*EXERCISE PROMPT*
Every line between the top of the data below and the line with "Target: mountain peak", both ends included, must be retyped exactly.

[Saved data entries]
● ● ●
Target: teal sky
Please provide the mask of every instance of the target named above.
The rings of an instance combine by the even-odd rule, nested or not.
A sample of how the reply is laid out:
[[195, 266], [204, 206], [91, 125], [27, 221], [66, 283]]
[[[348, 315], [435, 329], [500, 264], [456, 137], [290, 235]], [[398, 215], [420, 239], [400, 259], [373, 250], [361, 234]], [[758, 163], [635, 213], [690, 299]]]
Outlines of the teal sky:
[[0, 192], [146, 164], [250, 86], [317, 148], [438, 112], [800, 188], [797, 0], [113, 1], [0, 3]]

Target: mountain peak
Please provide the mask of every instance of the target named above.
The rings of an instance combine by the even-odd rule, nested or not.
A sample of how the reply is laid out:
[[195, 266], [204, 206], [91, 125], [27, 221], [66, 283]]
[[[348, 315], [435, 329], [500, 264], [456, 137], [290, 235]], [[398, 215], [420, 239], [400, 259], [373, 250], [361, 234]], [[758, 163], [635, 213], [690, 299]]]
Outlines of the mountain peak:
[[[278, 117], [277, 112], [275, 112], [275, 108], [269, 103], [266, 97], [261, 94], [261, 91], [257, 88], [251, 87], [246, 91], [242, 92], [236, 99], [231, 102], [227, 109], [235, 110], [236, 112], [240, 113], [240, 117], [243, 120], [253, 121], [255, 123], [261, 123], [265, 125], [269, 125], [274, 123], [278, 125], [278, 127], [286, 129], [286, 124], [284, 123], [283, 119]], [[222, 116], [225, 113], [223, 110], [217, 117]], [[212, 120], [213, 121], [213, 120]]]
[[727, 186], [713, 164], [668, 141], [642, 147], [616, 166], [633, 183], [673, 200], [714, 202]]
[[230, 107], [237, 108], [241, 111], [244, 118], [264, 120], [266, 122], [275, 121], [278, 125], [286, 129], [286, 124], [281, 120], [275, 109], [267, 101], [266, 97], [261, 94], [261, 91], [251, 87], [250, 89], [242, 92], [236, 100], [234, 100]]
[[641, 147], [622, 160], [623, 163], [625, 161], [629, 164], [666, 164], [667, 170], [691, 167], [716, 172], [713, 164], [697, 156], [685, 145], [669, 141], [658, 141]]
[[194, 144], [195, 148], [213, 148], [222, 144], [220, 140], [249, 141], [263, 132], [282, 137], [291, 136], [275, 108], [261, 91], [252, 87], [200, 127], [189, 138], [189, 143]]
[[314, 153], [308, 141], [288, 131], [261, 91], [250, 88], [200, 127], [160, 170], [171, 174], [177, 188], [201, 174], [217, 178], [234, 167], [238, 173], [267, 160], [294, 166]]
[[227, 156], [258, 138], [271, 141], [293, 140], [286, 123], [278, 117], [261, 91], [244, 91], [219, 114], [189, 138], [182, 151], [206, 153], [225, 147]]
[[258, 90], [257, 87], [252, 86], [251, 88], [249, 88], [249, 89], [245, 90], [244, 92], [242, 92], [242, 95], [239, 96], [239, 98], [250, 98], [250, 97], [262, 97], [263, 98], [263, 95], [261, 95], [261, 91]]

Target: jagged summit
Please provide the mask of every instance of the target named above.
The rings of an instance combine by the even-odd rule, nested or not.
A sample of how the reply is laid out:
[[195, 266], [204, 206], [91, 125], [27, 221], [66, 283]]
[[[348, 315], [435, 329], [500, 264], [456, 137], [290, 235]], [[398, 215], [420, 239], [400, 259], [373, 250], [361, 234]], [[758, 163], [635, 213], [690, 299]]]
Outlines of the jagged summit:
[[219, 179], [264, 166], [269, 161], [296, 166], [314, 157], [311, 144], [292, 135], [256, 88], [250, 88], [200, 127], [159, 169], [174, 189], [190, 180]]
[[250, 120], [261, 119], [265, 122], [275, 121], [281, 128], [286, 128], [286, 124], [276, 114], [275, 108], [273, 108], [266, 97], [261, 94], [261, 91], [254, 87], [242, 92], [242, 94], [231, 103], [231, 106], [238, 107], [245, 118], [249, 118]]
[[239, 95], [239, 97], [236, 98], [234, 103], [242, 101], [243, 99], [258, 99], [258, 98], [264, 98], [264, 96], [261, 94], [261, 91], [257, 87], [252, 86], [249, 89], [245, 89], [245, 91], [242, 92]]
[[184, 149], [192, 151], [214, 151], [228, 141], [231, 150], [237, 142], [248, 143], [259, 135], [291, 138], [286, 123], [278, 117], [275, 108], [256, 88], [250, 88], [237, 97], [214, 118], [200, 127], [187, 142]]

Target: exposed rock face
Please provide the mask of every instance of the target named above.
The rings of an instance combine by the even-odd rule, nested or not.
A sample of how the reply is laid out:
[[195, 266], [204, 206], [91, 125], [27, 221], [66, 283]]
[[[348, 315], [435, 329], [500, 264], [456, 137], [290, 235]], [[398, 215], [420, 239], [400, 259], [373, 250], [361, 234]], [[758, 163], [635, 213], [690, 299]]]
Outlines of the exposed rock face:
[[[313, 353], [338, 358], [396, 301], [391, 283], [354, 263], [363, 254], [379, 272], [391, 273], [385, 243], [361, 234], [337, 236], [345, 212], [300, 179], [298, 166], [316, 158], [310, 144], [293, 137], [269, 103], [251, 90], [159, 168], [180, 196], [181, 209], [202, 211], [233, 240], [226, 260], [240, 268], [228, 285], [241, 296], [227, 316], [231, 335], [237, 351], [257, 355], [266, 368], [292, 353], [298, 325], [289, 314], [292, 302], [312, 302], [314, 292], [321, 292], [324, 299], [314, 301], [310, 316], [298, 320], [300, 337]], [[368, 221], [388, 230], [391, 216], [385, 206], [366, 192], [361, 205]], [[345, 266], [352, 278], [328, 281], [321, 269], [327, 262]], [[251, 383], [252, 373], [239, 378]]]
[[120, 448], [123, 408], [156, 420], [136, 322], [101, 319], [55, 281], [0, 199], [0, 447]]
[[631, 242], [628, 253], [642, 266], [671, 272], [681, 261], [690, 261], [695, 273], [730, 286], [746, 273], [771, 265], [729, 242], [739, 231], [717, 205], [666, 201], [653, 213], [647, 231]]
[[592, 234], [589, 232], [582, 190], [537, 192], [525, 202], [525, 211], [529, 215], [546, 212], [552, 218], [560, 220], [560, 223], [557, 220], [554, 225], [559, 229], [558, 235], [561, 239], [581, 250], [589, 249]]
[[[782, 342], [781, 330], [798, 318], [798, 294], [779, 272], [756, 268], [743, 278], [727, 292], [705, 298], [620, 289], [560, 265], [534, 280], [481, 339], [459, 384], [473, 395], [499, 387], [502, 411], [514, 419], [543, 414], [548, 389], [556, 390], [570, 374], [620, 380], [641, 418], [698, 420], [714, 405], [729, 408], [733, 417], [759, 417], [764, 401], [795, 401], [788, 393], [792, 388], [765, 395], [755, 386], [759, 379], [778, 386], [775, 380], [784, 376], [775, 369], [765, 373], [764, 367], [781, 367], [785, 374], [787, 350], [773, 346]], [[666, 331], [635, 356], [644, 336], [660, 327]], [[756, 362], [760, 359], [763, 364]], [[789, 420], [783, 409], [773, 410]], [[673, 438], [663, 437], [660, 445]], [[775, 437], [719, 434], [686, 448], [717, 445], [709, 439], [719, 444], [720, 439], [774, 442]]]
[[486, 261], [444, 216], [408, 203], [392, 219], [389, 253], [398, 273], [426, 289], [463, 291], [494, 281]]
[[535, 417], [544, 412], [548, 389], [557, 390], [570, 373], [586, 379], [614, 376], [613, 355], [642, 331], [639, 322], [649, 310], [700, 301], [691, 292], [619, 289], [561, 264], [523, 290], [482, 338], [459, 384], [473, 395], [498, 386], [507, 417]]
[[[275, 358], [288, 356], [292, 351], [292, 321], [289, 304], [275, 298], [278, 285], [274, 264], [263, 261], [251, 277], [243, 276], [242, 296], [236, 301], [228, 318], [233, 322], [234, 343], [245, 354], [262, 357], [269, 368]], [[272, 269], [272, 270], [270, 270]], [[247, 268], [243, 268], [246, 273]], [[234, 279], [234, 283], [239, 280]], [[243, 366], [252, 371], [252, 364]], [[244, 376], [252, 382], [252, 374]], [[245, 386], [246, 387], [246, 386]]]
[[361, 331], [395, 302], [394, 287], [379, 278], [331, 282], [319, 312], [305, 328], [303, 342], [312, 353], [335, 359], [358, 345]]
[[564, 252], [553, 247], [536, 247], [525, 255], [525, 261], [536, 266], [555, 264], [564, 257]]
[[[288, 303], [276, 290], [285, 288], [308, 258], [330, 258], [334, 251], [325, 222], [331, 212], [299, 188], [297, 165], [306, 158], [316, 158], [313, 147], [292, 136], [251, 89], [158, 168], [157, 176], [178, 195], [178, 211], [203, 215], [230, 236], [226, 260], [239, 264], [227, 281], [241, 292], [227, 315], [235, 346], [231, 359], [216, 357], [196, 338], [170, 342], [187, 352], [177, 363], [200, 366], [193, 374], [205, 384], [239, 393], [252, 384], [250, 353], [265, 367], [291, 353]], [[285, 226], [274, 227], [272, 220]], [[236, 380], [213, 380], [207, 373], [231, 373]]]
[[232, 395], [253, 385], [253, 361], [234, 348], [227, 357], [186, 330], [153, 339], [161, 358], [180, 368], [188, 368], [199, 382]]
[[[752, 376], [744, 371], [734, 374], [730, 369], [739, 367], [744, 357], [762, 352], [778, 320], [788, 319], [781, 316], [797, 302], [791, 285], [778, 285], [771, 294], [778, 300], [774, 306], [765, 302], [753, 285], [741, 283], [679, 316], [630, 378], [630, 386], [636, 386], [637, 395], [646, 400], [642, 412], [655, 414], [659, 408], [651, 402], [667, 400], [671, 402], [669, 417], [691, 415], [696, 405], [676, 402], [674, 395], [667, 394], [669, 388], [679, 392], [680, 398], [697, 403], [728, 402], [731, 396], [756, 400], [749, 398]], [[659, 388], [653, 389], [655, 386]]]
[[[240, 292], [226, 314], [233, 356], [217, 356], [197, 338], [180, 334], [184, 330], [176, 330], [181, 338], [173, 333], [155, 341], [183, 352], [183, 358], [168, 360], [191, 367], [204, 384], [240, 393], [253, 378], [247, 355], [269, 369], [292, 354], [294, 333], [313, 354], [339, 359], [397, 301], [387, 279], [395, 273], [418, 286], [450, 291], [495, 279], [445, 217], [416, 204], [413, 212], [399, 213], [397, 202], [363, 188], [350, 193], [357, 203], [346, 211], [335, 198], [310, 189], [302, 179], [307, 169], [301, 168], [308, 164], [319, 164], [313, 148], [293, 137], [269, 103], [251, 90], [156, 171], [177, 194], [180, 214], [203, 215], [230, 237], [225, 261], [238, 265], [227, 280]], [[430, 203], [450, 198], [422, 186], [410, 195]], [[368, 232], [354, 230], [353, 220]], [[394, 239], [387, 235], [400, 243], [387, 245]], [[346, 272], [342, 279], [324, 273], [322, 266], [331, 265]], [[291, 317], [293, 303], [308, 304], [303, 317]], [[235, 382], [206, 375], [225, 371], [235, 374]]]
● ● ●
*RESULT OF THIS EXERCISE*
Target: teal sky
Please provide the mask of every instance of the target named above.
The rings of an instance combine by the even-odd rule, nested or not.
A sample of how the reply is laid out:
[[195, 266], [204, 206], [91, 125], [27, 221], [66, 283]]
[[[348, 315], [435, 329], [500, 264], [456, 137], [290, 235]], [[398, 215], [420, 239], [400, 259], [373, 250], [361, 234]], [[758, 163], [635, 213], [690, 299]]]
Outlines of the teal sky:
[[0, 192], [146, 164], [250, 86], [317, 148], [438, 112], [800, 188], [797, 0], [113, 1], [0, 3]]

Target: mountain peak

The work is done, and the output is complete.